## THE RECORDS
╭──

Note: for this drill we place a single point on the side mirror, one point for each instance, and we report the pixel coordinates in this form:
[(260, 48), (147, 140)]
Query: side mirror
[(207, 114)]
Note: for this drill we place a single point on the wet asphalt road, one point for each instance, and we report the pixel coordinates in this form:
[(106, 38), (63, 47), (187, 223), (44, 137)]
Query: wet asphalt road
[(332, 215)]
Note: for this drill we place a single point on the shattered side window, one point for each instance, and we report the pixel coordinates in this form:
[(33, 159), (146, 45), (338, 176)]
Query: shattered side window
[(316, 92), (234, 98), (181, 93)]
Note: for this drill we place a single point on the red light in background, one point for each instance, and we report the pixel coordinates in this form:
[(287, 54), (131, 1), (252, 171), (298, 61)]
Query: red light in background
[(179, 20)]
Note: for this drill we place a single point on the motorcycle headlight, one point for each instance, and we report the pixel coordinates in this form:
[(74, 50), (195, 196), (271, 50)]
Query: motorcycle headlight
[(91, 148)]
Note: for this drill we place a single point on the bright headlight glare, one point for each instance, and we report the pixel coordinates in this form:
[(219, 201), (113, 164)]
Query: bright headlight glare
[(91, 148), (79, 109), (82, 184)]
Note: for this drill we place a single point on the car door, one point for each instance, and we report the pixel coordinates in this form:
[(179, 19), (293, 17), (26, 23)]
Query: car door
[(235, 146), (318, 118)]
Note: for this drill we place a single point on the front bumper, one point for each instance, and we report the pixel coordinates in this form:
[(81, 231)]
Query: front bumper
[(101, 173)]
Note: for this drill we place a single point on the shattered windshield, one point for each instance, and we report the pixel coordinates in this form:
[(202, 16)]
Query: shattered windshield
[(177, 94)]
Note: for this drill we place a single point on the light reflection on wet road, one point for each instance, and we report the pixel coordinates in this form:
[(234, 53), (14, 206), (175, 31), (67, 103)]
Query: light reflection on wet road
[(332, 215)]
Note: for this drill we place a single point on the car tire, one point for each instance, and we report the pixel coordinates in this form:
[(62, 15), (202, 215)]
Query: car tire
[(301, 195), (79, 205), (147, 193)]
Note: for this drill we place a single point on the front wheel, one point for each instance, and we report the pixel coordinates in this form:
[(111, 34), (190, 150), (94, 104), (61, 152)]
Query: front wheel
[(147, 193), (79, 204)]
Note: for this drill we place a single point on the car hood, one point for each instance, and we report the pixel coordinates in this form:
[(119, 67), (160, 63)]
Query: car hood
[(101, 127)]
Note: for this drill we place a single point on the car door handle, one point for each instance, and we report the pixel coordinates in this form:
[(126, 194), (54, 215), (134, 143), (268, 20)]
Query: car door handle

╰──

From the listing above, work out the number of lines that contain "handle" and give only that.

## RESPONSE TO THIS EXERCISE
2